> _WHAT TO PRODUCE_: Scan the records for lines holding "shirt". Say how many there are and give nothing else.

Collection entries

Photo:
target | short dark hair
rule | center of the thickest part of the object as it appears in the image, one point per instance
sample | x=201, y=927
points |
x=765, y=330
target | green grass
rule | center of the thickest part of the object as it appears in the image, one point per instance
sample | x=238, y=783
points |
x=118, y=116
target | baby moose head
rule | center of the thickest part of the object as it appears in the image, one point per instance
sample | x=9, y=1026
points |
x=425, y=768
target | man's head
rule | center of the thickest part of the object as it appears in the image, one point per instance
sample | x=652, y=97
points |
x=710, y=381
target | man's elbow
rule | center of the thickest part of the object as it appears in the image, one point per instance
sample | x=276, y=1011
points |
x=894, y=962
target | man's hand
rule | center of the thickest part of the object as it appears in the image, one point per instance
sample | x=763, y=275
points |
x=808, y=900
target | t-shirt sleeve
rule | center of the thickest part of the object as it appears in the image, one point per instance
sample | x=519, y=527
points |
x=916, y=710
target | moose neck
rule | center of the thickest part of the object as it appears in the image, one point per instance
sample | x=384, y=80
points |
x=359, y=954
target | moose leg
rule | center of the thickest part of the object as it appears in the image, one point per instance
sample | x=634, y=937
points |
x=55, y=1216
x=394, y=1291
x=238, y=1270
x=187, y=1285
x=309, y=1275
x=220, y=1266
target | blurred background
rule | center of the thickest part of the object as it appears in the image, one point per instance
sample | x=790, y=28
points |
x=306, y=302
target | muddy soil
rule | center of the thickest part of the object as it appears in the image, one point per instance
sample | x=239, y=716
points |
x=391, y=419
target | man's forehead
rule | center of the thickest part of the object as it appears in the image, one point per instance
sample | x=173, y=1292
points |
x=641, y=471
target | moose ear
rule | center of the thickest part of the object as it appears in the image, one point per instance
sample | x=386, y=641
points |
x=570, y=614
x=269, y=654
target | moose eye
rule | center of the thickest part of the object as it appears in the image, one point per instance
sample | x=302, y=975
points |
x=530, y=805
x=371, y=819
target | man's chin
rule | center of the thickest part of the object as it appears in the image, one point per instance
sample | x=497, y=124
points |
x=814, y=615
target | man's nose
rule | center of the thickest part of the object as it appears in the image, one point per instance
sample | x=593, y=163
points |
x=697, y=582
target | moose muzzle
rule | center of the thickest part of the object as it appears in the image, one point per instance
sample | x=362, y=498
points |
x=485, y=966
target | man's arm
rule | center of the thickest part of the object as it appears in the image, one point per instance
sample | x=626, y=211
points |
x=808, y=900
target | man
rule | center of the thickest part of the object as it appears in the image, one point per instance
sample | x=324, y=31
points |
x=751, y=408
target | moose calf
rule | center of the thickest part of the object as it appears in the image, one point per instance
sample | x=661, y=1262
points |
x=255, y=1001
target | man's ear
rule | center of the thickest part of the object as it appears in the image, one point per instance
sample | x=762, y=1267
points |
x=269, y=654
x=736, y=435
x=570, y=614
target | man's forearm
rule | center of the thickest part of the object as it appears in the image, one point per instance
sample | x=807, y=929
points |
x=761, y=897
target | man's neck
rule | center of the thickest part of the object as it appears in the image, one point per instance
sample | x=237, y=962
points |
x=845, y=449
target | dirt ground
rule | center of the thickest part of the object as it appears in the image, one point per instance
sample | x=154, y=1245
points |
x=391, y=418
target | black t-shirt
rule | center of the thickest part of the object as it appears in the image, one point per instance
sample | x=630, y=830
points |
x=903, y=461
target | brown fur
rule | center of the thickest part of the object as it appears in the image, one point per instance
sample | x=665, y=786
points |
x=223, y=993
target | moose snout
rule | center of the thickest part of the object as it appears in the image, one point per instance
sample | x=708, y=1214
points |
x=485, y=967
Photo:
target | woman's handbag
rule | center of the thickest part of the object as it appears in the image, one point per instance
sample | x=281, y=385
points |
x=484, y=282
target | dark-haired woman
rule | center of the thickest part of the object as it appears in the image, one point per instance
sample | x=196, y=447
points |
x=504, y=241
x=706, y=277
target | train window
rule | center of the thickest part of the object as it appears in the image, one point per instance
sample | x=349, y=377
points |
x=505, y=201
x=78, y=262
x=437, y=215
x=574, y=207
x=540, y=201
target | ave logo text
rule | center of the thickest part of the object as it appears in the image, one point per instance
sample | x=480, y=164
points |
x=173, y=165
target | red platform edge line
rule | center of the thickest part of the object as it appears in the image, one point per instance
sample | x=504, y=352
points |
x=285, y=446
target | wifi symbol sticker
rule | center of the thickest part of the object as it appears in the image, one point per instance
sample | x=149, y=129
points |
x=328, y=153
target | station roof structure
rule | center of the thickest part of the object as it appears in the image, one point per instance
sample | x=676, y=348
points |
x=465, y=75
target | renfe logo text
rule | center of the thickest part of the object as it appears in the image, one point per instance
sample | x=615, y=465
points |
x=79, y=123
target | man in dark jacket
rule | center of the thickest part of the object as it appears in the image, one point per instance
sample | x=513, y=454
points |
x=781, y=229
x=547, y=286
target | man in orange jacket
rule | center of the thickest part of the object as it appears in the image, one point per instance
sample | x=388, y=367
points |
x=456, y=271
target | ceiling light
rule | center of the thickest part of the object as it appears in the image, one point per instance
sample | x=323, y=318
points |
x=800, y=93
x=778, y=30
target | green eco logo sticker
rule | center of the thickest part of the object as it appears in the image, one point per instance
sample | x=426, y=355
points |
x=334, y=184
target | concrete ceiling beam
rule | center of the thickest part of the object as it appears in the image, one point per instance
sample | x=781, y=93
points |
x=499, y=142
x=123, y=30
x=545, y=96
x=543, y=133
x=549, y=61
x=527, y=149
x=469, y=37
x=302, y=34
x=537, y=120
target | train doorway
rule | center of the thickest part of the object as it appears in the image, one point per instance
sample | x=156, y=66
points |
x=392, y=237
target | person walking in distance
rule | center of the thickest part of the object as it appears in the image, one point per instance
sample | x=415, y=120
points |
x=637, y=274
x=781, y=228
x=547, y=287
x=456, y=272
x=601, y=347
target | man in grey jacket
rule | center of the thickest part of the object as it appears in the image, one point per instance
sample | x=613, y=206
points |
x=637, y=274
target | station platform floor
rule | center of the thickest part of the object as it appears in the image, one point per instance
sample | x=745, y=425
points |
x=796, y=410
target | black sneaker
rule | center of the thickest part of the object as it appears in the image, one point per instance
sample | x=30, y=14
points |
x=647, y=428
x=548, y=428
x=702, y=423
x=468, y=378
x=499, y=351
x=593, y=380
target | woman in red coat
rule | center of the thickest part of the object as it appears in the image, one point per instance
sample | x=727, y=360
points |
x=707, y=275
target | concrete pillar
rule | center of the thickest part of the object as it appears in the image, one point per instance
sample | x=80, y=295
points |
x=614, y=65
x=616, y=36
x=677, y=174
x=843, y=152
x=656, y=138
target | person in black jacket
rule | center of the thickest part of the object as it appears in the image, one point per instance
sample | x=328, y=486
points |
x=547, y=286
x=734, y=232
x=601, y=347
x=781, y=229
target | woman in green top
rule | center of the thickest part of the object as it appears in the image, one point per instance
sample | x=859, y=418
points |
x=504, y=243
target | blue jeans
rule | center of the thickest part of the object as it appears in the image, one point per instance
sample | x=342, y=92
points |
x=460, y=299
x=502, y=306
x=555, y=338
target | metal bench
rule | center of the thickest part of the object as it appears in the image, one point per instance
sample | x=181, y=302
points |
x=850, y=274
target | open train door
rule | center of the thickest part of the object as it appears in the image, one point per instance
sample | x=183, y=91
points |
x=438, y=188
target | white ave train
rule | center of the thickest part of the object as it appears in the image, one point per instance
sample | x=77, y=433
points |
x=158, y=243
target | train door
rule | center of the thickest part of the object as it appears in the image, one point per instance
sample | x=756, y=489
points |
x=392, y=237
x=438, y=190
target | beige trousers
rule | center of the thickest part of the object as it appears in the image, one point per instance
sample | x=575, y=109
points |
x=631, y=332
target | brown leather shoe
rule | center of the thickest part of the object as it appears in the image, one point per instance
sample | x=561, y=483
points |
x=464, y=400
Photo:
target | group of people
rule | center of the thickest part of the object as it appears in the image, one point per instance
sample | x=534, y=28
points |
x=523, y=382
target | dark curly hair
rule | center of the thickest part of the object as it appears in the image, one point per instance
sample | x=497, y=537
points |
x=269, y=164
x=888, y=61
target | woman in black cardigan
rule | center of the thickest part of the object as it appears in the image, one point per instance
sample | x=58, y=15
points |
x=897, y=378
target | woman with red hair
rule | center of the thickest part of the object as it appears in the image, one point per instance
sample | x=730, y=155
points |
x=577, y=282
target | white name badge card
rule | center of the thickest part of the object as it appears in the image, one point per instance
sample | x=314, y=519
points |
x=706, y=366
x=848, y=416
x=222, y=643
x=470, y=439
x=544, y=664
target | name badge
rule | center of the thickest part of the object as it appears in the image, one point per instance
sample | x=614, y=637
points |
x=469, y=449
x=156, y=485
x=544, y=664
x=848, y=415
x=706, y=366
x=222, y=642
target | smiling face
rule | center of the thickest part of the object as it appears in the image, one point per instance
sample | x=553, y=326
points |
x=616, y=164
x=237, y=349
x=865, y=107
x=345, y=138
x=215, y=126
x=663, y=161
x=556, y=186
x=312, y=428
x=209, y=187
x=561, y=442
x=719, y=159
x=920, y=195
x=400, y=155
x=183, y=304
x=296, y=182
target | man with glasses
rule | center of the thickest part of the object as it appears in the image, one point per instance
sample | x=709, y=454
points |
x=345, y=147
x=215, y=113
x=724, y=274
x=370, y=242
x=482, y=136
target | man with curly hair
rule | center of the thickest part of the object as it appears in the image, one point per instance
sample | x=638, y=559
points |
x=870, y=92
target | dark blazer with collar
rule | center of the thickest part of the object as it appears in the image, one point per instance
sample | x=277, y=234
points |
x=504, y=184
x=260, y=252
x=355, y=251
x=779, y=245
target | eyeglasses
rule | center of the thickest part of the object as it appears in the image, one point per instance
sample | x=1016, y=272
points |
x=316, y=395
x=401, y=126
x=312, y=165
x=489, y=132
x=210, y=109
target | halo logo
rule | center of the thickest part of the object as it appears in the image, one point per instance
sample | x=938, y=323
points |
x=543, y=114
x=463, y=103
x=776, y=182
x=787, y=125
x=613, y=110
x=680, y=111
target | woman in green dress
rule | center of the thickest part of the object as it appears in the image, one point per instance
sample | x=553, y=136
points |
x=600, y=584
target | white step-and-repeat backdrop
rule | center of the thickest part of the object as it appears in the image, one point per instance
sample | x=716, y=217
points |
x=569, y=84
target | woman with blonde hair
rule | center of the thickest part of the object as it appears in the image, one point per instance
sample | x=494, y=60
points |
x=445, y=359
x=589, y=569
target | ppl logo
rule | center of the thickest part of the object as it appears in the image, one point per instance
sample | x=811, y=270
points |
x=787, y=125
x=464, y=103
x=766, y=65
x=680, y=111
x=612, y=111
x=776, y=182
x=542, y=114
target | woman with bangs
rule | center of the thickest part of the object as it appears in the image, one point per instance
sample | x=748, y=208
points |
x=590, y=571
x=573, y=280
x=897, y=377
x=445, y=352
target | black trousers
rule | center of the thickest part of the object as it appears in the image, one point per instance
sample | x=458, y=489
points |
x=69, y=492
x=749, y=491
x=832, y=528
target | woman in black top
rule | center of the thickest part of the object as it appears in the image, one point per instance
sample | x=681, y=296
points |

> _RESULT OF THE TASK_: 2